**Stated task:** Render as a JSON list of strings, one per line with blank lines omitted, the lines of the entries beginning with the line containing "Can you locate the power" and continuing through the line containing "569;358;668;495".

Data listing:
+ + + +

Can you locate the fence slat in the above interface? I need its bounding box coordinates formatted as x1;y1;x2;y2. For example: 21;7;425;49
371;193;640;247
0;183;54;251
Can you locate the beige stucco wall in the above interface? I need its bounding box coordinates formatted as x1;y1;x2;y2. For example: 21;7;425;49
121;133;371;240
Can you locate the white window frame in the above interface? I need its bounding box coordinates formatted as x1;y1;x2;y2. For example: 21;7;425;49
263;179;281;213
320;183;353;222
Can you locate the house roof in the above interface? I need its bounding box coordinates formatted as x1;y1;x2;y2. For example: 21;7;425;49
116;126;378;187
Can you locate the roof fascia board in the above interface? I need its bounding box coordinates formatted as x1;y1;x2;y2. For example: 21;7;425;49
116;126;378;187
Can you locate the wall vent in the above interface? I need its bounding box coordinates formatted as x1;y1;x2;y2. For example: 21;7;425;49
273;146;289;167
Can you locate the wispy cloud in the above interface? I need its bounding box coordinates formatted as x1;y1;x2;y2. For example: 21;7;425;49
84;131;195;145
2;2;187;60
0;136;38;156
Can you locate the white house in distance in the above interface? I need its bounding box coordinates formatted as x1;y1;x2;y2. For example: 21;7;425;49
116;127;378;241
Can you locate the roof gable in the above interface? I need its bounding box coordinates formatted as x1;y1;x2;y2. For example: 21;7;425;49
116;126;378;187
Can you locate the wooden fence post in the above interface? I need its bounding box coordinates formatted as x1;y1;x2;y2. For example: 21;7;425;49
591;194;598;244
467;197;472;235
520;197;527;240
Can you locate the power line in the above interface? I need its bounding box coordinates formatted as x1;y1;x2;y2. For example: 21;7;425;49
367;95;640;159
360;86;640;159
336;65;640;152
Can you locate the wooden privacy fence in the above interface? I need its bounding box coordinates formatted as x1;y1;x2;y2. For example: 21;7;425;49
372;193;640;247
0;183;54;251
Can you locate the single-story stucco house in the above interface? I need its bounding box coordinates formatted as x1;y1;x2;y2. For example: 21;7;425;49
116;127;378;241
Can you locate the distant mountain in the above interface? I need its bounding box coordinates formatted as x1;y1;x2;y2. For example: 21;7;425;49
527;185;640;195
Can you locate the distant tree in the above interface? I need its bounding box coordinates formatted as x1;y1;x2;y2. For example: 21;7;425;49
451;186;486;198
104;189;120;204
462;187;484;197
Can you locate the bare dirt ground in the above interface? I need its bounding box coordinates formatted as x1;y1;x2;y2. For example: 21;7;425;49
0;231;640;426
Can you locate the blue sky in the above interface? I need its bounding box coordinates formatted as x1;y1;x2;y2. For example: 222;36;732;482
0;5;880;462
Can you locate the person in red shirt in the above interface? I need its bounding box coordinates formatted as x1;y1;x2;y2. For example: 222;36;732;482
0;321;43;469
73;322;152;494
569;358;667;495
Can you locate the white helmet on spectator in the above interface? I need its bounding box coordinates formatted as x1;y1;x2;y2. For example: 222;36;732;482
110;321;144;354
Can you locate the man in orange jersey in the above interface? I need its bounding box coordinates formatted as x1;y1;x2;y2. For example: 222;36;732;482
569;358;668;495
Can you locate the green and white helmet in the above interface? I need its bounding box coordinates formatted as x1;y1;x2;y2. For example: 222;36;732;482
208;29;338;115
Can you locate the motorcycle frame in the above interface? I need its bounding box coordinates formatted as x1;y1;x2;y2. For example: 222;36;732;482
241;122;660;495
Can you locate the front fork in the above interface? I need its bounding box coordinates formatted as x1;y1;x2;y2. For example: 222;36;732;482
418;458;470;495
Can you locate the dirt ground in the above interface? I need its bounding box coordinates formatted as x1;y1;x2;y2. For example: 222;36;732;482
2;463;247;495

+ + + +

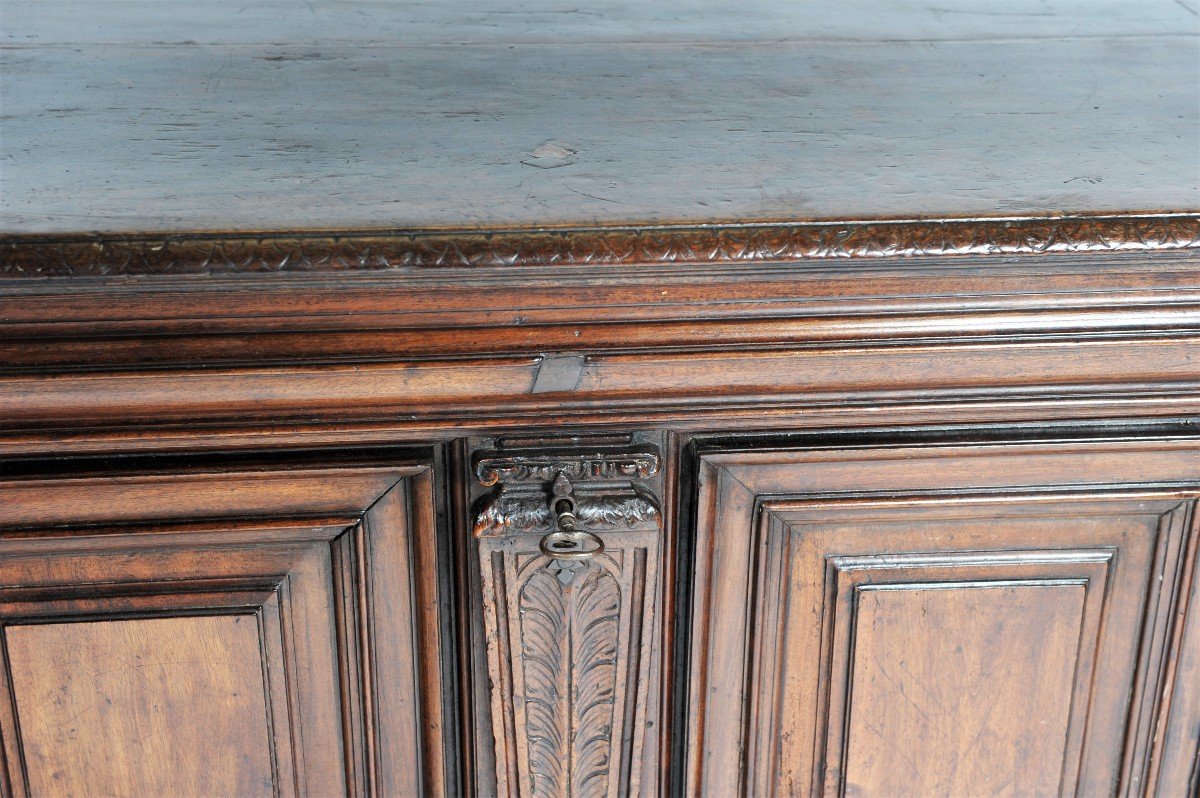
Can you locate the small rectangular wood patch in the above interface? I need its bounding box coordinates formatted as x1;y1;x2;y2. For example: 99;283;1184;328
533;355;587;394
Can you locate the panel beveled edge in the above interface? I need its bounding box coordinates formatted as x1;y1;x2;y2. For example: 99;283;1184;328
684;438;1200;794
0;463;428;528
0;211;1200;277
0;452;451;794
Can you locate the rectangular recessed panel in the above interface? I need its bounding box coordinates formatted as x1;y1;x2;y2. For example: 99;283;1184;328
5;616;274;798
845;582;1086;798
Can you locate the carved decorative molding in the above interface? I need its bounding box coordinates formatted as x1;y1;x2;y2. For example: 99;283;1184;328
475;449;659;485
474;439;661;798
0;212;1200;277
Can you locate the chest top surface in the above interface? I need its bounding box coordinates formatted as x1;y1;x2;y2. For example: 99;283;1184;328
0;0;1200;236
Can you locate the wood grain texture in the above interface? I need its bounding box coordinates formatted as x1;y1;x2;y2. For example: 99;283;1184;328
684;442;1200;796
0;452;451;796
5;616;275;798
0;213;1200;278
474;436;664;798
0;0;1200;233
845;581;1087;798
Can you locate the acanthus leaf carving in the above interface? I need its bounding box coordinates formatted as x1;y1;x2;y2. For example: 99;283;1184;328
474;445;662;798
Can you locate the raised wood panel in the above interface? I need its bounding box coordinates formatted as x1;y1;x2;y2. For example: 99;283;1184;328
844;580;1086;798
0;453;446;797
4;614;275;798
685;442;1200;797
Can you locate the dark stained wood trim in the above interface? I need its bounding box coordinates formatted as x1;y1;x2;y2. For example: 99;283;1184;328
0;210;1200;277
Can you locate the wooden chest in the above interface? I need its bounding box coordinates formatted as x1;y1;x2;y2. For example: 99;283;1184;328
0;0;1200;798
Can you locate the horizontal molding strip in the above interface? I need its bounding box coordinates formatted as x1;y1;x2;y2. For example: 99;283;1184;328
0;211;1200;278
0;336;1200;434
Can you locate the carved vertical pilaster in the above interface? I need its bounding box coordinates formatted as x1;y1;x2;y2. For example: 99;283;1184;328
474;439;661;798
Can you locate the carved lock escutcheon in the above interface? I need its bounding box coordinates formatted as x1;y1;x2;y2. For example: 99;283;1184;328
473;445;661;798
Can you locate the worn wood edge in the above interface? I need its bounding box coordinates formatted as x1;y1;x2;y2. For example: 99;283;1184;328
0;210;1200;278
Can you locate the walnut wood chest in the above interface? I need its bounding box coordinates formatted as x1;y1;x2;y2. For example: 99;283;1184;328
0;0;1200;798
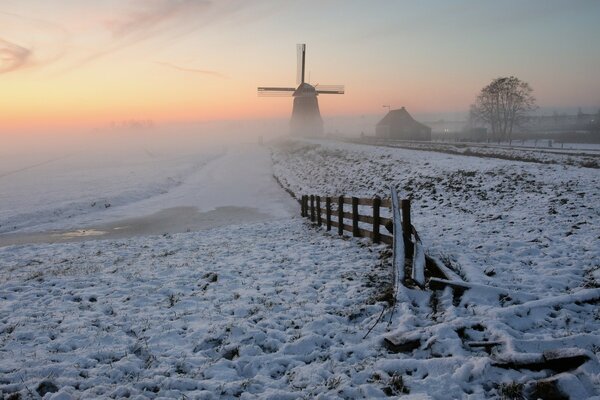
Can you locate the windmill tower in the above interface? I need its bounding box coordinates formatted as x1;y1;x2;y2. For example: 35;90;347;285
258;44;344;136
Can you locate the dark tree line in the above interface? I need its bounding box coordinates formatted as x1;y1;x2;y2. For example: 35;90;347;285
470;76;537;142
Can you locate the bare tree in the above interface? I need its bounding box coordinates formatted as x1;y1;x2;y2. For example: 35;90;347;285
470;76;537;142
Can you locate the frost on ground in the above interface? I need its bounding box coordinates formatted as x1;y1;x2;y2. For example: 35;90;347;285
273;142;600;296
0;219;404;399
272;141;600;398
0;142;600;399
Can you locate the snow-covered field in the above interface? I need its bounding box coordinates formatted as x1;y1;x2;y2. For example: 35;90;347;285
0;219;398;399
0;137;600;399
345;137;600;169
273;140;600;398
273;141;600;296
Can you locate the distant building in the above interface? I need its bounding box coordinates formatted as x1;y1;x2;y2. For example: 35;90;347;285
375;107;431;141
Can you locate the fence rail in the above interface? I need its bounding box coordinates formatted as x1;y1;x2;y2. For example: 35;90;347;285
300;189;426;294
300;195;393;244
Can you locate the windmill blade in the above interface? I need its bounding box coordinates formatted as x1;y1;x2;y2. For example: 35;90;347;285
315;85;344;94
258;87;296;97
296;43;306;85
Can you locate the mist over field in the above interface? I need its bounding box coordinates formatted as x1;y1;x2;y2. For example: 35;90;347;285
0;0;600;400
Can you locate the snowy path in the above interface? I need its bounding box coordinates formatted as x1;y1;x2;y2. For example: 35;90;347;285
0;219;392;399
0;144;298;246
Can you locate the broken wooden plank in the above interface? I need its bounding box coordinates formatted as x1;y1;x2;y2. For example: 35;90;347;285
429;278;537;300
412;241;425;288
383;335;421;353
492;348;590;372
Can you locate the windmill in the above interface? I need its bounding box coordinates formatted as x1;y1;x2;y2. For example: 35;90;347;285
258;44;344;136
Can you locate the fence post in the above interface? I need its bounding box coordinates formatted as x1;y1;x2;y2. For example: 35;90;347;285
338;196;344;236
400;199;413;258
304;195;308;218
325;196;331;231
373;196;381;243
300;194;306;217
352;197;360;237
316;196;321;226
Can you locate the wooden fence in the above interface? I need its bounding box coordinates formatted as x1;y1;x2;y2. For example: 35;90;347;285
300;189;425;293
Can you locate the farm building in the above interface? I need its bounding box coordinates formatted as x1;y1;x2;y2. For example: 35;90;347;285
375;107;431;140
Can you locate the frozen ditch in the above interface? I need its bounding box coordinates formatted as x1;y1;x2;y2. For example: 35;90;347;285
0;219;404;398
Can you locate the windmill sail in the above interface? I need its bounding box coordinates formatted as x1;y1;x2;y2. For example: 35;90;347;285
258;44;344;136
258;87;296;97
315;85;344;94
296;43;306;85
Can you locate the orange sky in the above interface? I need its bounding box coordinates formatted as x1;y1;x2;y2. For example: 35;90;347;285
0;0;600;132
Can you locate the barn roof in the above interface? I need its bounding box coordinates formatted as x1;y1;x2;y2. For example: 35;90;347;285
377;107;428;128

+ + + +

**Answer to this exercise:**
[
  "Can you locate the power line in the above interface? I need its bounding box coordinates formatted as x1;y1;x2;y2. For example: 21;7;425;49",
  "367;95;640;159",
  "360;86;640;159",
  "336;65;640;152",
  "Can you locate the wooden privacy fence in the above interface? I need its bounding box coordinates formatted as x1;y1;x2;y2. For example: 21;7;425;49",
  "372;193;640;247",
  "0;183;54;251",
  "Can you locate the single-story stucco house in the above interface? I need its bounding box coordinates formatted as x1;y1;x2;y2. For example: 21;7;425;49",
  "116;127;378;241",
  "Can you locate the distant mountain in the above interface? I need its bounding box coordinates formatted as x1;y1;x2;y2. For example: 21;7;425;49",
  "527;185;640;195",
  "Can you locate the distant tree in the above interface? I need its bounding box coordinates formatted as x1;y1;x2;y2. For example: 21;7;425;49",
  "451;186;486;198",
  "104;189;120;204",
  "462;187;484;197",
  "Can you locate the bare dirt ground in the above interface? I need its bounding box coordinates formatted as x1;y1;x2;y2. For example: 21;7;425;49",
  "0;231;640;426",
  "Can you locate the blue sky in the above interface? I need its bounding box coordinates formatted as x1;y1;x2;y2. For example: 222;36;732;482",
  "0;5;880;462",
  "Can you locate the person in red shirt in the above interface? I need its bounding box coordinates formatted as x1;y1;x2;y2. For example: 222;36;732;482",
  "0;321;43;469",
  "73;322;152;494",
  "569;358;667;495",
  "Can you locate the white helmet on spectator in the above interface? I need its bounding box coordinates formatted as x1;y1;x2;y2. For example: 222;36;732;482",
  "110;321;144;354",
  "Can you locate the man in orange jersey in the above interface? I need its bounding box coordinates formatted as x1;y1;x2;y2. For example: 222;36;732;482",
  "569;358;668;495"
]